begin

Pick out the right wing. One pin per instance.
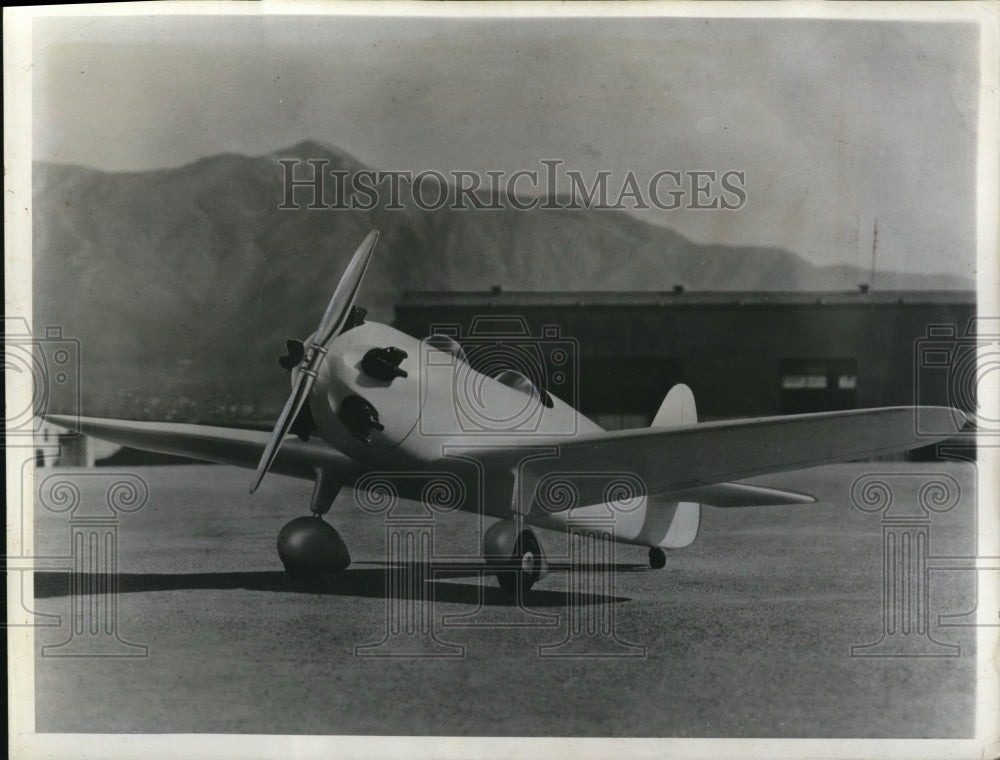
(682, 460)
(233, 446)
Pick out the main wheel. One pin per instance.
(525, 567)
(311, 548)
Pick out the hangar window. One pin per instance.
(818, 384)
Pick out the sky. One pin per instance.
(834, 123)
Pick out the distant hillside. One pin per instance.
(184, 283)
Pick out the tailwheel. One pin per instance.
(310, 548)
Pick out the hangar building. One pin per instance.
(744, 354)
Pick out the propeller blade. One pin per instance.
(295, 401)
(336, 314)
(339, 308)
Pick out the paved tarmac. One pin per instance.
(748, 632)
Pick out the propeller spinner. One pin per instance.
(334, 319)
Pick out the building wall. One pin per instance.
(742, 357)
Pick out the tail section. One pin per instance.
(678, 408)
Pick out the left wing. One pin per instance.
(233, 446)
(684, 459)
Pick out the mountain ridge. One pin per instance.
(192, 277)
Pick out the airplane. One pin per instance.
(368, 399)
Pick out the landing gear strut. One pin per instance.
(515, 555)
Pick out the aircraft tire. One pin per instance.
(525, 566)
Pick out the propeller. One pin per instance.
(334, 318)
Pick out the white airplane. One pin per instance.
(384, 402)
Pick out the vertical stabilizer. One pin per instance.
(678, 408)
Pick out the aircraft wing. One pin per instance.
(233, 446)
(684, 459)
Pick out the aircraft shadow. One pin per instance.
(369, 582)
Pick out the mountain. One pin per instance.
(182, 284)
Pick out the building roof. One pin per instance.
(671, 299)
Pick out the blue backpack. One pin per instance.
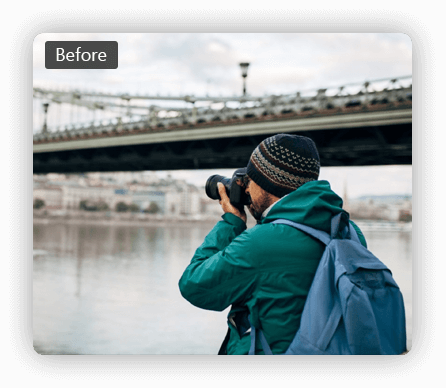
(354, 306)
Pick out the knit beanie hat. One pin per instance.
(282, 163)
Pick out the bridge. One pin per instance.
(352, 125)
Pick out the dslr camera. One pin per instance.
(236, 193)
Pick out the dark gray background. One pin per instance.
(110, 48)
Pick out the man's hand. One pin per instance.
(227, 206)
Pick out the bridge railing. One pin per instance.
(271, 106)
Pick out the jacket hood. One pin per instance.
(313, 204)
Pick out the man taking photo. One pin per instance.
(265, 272)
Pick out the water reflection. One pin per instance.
(114, 289)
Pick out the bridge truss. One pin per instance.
(369, 126)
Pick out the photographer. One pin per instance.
(266, 271)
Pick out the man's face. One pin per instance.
(260, 199)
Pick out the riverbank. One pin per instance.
(115, 218)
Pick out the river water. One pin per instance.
(110, 289)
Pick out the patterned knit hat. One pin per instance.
(282, 163)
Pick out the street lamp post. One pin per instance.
(45, 110)
(244, 67)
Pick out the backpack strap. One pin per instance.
(263, 341)
(349, 231)
(318, 234)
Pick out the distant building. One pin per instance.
(145, 198)
(52, 196)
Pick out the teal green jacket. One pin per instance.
(266, 270)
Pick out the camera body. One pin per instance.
(236, 193)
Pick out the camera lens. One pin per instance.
(211, 186)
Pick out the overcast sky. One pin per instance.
(200, 64)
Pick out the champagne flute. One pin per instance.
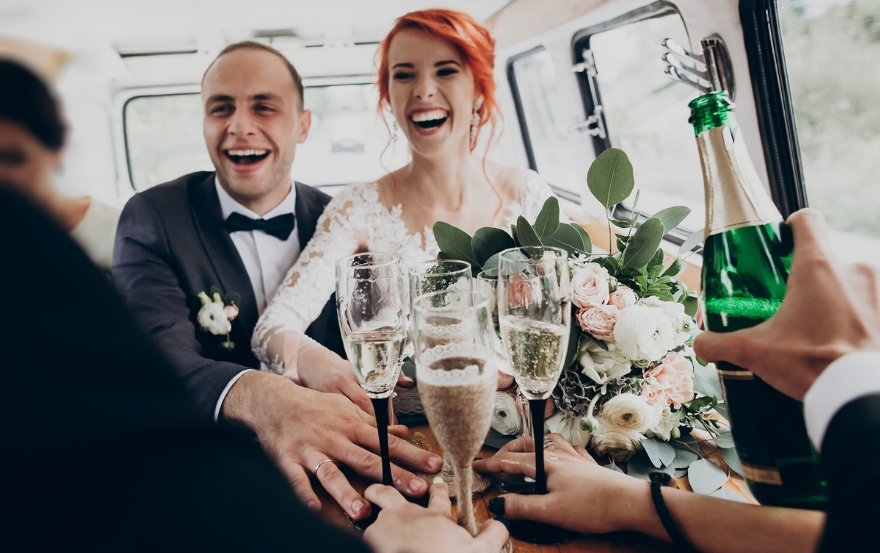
(534, 315)
(452, 335)
(371, 303)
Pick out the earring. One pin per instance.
(475, 121)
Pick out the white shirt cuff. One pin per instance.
(225, 391)
(848, 378)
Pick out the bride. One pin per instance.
(435, 77)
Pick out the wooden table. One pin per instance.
(619, 542)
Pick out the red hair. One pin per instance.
(474, 43)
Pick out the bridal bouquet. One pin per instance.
(631, 382)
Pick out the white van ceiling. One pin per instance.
(162, 24)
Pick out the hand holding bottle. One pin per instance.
(830, 309)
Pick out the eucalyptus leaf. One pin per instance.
(643, 244)
(724, 493)
(684, 458)
(691, 241)
(454, 242)
(674, 269)
(724, 439)
(548, 219)
(640, 466)
(705, 478)
(488, 241)
(671, 217)
(525, 234)
(492, 262)
(610, 177)
(732, 459)
(566, 238)
(588, 244)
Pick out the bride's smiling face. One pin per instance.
(431, 91)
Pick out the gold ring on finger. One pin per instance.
(321, 462)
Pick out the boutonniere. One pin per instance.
(217, 314)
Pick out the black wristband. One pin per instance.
(659, 479)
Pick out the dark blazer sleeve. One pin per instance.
(102, 449)
(851, 457)
(144, 273)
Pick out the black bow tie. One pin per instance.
(280, 227)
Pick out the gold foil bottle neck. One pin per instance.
(735, 195)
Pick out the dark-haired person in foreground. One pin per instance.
(32, 134)
(240, 229)
(822, 347)
(103, 449)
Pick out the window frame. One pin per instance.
(762, 34)
(591, 94)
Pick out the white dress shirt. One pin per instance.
(266, 258)
(848, 378)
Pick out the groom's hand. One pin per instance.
(299, 428)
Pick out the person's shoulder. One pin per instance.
(310, 193)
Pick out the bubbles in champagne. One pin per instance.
(375, 358)
(536, 351)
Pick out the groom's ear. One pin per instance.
(305, 122)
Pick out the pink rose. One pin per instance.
(231, 311)
(589, 286)
(599, 321)
(522, 292)
(670, 382)
(623, 297)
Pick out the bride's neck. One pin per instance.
(444, 183)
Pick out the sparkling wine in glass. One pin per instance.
(452, 334)
(372, 306)
(534, 315)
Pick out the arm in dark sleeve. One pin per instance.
(850, 455)
(144, 271)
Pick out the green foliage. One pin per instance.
(455, 243)
(548, 219)
(610, 177)
(488, 241)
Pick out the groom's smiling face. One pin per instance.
(253, 122)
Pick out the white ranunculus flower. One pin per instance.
(620, 444)
(630, 412)
(603, 365)
(644, 333)
(213, 318)
(669, 421)
(570, 429)
(682, 324)
(589, 286)
(505, 417)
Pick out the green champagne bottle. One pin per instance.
(745, 266)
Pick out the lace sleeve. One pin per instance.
(537, 192)
(311, 281)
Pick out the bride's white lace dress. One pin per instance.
(353, 219)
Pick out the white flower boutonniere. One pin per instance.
(216, 315)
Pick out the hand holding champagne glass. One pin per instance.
(452, 334)
(534, 314)
(371, 303)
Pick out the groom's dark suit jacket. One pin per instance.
(171, 245)
(851, 456)
(102, 449)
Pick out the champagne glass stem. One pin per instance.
(380, 407)
(464, 475)
(536, 406)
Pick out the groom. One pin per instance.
(240, 229)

end

## Exercise goal
Copy only this span: the line that contains "Pick out the green champagne", the last line, and every line between them.

## Exercise solution
Pick out the green champagne bottle. One pin per instance.
(745, 266)
Pick out the lace sleeve. One pin per instance.
(537, 192)
(311, 281)
Pick out the bride's white lace dress. One pin per instance.
(353, 219)
Pick out the white flower boutonniere. One pin per instance.
(216, 315)
Pick out the hand holding champagne glass. One pin per instance.
(452, 334)
(534, 314)
(371, 303)
Pick out the groom's dark suit jacket. One pin per instance.
(171, 245)
(851, 456)
(102, 449)
Pick out the champagne glass stem. One pin per instance.
(380, 407)
(464, 475)
(536, 406)
Pick out the groom. One pin per instance.
(240, 229)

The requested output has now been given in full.